■ **WHAT THE EXERCISE ASKS**:
Write out the entries below once more, exactly.

(Source records)

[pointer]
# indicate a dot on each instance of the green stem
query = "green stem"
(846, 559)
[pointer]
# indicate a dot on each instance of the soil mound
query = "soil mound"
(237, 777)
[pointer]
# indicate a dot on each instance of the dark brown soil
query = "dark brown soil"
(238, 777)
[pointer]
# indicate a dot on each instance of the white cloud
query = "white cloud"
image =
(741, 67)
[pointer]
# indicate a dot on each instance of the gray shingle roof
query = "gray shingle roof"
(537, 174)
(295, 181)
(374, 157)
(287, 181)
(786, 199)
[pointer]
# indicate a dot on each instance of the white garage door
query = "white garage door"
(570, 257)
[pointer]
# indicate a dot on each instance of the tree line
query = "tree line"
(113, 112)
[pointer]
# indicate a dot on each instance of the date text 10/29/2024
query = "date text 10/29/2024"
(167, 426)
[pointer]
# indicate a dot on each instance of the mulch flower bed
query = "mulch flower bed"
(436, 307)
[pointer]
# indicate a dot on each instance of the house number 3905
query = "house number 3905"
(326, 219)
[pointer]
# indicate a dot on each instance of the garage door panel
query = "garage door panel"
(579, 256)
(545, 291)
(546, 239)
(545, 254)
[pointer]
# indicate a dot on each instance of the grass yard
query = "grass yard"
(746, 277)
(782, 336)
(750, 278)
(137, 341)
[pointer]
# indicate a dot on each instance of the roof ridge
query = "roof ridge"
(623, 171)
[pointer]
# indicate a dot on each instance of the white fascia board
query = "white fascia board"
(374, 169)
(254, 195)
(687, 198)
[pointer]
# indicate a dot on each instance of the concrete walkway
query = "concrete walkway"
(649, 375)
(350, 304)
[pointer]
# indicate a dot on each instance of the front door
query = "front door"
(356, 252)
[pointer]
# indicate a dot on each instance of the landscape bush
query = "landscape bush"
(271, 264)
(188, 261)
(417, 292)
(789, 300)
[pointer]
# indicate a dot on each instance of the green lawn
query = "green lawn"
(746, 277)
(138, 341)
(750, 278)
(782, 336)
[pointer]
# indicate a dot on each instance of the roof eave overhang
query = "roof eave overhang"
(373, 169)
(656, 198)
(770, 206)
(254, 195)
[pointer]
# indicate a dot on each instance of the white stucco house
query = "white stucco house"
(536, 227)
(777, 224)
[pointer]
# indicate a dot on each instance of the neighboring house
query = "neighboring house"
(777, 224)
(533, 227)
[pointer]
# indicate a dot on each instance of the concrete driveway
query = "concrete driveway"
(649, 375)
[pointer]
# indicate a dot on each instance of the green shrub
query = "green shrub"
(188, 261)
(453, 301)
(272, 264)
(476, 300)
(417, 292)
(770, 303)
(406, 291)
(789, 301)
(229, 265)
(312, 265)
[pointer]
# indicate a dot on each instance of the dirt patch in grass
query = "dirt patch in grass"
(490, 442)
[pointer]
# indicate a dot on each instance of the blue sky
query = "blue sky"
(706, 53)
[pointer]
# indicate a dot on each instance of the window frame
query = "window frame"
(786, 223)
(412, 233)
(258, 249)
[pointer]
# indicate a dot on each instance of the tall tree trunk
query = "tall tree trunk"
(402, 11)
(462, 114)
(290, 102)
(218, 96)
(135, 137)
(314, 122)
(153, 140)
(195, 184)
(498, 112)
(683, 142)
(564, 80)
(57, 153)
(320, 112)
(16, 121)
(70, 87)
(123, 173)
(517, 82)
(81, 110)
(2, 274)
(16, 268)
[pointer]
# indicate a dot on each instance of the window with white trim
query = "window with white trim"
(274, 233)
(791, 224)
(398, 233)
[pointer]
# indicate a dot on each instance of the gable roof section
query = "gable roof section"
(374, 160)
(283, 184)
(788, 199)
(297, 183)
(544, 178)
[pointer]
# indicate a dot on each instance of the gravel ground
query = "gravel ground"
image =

■ **COMPLETE ANSWER**:
[pointer]
# indicate a dot on each instance of the green stem
query = "green stem"
(846, 559)
[pointer]
# indicate a dot on each instance of the soil mound
query = "soil mound"
(237, 777)
[pointer]
# indicate a dot on each instance of the dark brown soil
query = "dark brown soil"
(238, 777)
[pointer]
# indicate a dot on each instance of the white cloud
query = "white cloud"
image =
(741, 67)
[pointer]
# indicate a dot on each instance of the gray shingle roof
query = "gray shingle roof"
(537, 174)
(295, 181)
(374, 157)
(287, 181)
(786, 199)
[pointer]
# indicate a dot on each instance of the white garage door
query = "white garage door"
(570, 257)
[pointer]
# indicate a dot on each instance of the tree line
query = "tree line"
(113, 112)
[pointer]
# indicate a dot on each instance of the date text 10/29/2024
query = "date text 10/29/2024"
(167, 426)
[pointer]
# indicate a dot on each instance of the mulch flower bed
query = "mulch flower bed"
(436, 307)
[pointer]
# indicate a dot on each instance of the house number 3905
query = "house number 3905"
(326, 219)
[pointer]
# indicate a dot on each instance of the garage door panel
query = "garage door panel"
(579, 256)
(545, 291)
(546, 239)
(545, 254)
[pointer]
# indicate a dot on each instance of the grass yard
query = "grass yard"
(746, 277)
(782, 336)
(750, 278)
(137, 341)
[pointer]
# indicate a dot on each instance of the roof ridge
query = "roof ridge"
(623, 171)
[pointer]
# indicate a dot on each instance of the white fascia board
query = "white fascia board"
(374, 169)
(254, 195)
(687, 198)
[pointer]
# indicate a dot on each instance of the concrete walkway
query = "concrete walkway"
(649, 375)
(350, 304)
[pointer]
# indicate a dot on each instance of the front door
query = "front door"
(356, 252)
[pointer]
# indicate a dot on each instance of the landscape bush
query = "landscape bush"
(271, 264)
(188, 261)
(417, 292)
(789, 300)
[pointer]
# indicate a dot on each instance of the green lawn
query = "green lawn"
(746, 277)
(138, 341)
(750, 278)
(782, 336)
[pointer]
# indicate a dot on each instance of the roof eave overhang
query = "roof eave overhang"
(373, 169)
(656, 198)
(770, 206)
(254, 195)
[pointer]
# indicate a dot on each instance of the white stucco house
query = "white stucco house"
(536, 227)
(777, 224)
[pointer]
# indicate a dot on each instance of the neighboring house
query = "neighboring house"
(777, 224)
(533, 227)
[pointer]
# indicate a dot on each instance of the concrete driveway
query = "concrete driveway"
(649, 375)
[pointer]
# indicate a dot on each instance of the green shrub
query = "green shrub"
(188, 261)
(453, 301)
(272, 264)
(476, 300)
(417, 292)
(770, 303)
(406, 291)
(789, 301)
(229, 265)
(312, 265)
[pointer]
# indicate a dot on each instance of the dirt patch in grass
query = "dirt patch in grass"
(490, 442)
[pointer]
# indicate a dot on each instance of the blue sky
query = "blue sky"
(706, 53)
[pointer]
# indicate a dot on each instance of the window frame
query = "window frame"
(786, 223)
(412, 233)
(258, 249)
[pointer]
# indicate a dot on each instance of the tall tree trunk
query = "tall tree trunk"
(402, 11)
(462, 114)
(290, 102)
(218, 96)
(135, 137)
(314, 122)
(153, 140)
(195, 184)
(498, 112)
(683, 142)
(564, 80)
(57, 153)
(320, 112)
(16, 121)
(70, 87)
(123, 173)
(517, 82)
(81, 110)
(2, 274)
(16, 268)
[pointer]
# indicate a dot on each instance of the window with white trim
query = "window with white trim"
(274, 233)
(791, 224)
(398, 233)
[pointer]
# indicate a dot on each instance of the gable roof section
query = "gable roof section"
(374, 160)
(283, 184)
(788, 199)
(297, 183)
(544, 178)
[pointer]
# indicate a dot on each instance of the gravel ground
query = "gravel ground"
image =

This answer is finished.